● Stated exercise A
Reproduce the passage of the Bobby Joseph article starting at "Delores William talks" and ending at "and Polly Filla.", swapping "Brixton" for "Peckham".
● Stated exercise B
According to the Bobby Joseph article, who published the graphic book Scotland Yardie?

● Document extract
You can’t help smiling when he laughs

Delores William talks to Bobby Joseph, creator of the comic character Scotland Yardie, about the inspiration for his brilliant new graphic novel set in Brixton and why all the royalties will go to charity

“I write comics, I’ve always written stories. I used to draw comic figures as a teenager.” This is how creator and writer Bobby Joseph, who grew up in Ladywell in south east London, introduces himself.

“I used to read Private Eye magazine in the eighties and would laugh like a drain or be totally puzzled at the antics of some of the deliciously disgusting characters, Glenda Slagg and Polly Filla.

“In 1994, I came across Skank Magazine – The World’s Most Dangerous Comic. It was the first Black satirical comic written and illustrated by Black people. I must emphasise that this is not just a Black comic for Black people, it is so much more than that. It was widely read by a varied demographic as it was one of the first comics to represent the south east of London, which just so happens to have one of the largest Black populations in Britain.”

Well it’s back – this time in the form of the graphic book Scotland Yardie, published by Knockabout Comics (available on Amazon and in Tate Gallery bookshops).

Bobby, who was the teenage editor of the comic and had friends help him come up with ideas, eventually joined up with BBC journalist Dotun Adebayo and that’s when the comic really took off.

● Entries shown
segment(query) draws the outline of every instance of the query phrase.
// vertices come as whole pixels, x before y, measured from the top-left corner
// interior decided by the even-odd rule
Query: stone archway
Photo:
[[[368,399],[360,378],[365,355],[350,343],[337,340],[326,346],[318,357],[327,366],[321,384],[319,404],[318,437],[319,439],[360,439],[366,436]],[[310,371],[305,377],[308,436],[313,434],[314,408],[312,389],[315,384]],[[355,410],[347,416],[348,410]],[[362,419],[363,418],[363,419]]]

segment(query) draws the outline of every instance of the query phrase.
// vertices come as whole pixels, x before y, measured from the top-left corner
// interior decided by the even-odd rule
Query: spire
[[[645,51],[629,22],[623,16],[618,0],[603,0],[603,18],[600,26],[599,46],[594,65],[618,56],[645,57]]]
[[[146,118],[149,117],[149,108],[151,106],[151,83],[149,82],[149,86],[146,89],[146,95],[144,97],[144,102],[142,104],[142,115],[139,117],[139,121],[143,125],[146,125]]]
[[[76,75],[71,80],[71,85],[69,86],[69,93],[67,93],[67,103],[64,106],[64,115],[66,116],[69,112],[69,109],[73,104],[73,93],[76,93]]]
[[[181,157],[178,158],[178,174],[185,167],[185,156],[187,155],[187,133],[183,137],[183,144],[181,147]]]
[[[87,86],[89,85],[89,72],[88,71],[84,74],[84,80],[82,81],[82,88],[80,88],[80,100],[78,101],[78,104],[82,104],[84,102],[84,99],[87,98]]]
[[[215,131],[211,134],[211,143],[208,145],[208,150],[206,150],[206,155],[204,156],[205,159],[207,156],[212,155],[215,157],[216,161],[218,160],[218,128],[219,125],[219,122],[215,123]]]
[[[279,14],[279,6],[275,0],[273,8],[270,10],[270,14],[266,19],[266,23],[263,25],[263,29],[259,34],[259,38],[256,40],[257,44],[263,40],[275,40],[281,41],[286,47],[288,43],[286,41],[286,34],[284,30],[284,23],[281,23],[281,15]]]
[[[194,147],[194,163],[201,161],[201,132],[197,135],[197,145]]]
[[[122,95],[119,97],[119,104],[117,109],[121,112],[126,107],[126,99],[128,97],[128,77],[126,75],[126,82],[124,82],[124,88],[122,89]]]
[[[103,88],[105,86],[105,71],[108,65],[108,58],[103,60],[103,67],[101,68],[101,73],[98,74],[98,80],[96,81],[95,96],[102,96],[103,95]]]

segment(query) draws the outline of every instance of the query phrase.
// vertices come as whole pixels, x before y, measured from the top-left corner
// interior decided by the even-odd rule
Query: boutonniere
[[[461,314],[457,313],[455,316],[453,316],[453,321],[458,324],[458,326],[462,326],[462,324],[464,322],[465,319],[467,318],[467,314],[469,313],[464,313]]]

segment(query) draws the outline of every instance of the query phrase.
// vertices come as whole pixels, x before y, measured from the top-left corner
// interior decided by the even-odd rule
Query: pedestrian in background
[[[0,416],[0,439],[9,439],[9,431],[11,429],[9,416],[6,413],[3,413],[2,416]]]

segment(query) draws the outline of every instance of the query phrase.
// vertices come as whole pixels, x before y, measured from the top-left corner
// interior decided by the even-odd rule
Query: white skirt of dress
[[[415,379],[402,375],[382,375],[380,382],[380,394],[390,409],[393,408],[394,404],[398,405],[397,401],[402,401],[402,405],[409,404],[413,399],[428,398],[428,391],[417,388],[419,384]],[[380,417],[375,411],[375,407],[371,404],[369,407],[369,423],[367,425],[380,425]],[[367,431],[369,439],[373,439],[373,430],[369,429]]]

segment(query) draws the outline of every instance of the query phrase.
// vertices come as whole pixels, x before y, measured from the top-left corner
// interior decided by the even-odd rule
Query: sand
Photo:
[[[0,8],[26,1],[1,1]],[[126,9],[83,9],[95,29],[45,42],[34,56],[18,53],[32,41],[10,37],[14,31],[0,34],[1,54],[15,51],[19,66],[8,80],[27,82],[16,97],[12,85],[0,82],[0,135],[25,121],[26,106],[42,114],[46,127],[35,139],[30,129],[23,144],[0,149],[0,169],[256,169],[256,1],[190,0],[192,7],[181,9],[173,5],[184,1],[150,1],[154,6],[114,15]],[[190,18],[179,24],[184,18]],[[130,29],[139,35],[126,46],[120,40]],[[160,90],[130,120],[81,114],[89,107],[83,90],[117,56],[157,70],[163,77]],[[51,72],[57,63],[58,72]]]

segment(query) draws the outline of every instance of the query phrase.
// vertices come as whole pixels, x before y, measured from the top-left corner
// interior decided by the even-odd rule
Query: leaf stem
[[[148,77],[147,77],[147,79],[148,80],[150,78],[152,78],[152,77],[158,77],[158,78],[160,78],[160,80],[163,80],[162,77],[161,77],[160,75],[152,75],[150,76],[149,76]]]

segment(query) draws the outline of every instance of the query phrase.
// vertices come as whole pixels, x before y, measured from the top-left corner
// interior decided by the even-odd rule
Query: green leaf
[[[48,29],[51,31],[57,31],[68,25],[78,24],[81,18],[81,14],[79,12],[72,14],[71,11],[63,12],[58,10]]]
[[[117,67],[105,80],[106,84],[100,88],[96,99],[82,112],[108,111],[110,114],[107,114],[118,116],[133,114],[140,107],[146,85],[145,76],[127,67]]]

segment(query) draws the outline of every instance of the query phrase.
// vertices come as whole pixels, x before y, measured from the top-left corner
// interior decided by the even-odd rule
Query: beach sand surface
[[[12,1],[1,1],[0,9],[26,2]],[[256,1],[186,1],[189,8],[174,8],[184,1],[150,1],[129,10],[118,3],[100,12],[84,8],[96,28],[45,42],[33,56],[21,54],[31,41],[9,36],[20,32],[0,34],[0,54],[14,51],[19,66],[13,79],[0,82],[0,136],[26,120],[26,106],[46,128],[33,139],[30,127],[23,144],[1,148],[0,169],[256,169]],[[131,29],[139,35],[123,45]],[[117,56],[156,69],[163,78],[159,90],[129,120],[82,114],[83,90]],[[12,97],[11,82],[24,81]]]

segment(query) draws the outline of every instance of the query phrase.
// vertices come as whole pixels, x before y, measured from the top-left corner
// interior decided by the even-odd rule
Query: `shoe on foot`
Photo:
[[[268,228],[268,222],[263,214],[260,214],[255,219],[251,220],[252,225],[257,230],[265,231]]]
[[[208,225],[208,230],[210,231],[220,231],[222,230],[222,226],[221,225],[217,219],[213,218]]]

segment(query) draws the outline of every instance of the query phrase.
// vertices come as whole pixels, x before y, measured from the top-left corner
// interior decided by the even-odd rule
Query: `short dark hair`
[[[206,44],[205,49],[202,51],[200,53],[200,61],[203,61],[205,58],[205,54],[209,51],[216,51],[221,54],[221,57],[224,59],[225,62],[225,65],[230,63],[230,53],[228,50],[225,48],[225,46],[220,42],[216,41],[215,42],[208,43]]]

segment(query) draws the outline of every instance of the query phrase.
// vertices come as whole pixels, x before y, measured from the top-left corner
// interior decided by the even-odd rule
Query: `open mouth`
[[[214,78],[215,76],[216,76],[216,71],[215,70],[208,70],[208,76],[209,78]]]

● Final result A
Delores William talks to Bobby Joseph, creator of the comic character Scotland Yardie, about the inspiration for his brilliant new graphic novel set in Peckham and why all the royalties will go to charity

“I write comics, I’ve always written stories. I used to draw comic figures as a teenager.” This is how creator and writer Bobby Joseph, who grew up in Ladywell in south east London, introduces himself.

“I used to read Private Eye magazine in the eighties and would laugh like a drain or be totally puzzled at the antics of some of the deliciously disgusting characters, Glenda Slagg and Polly Filla.

● Final result B
Knockabout Comics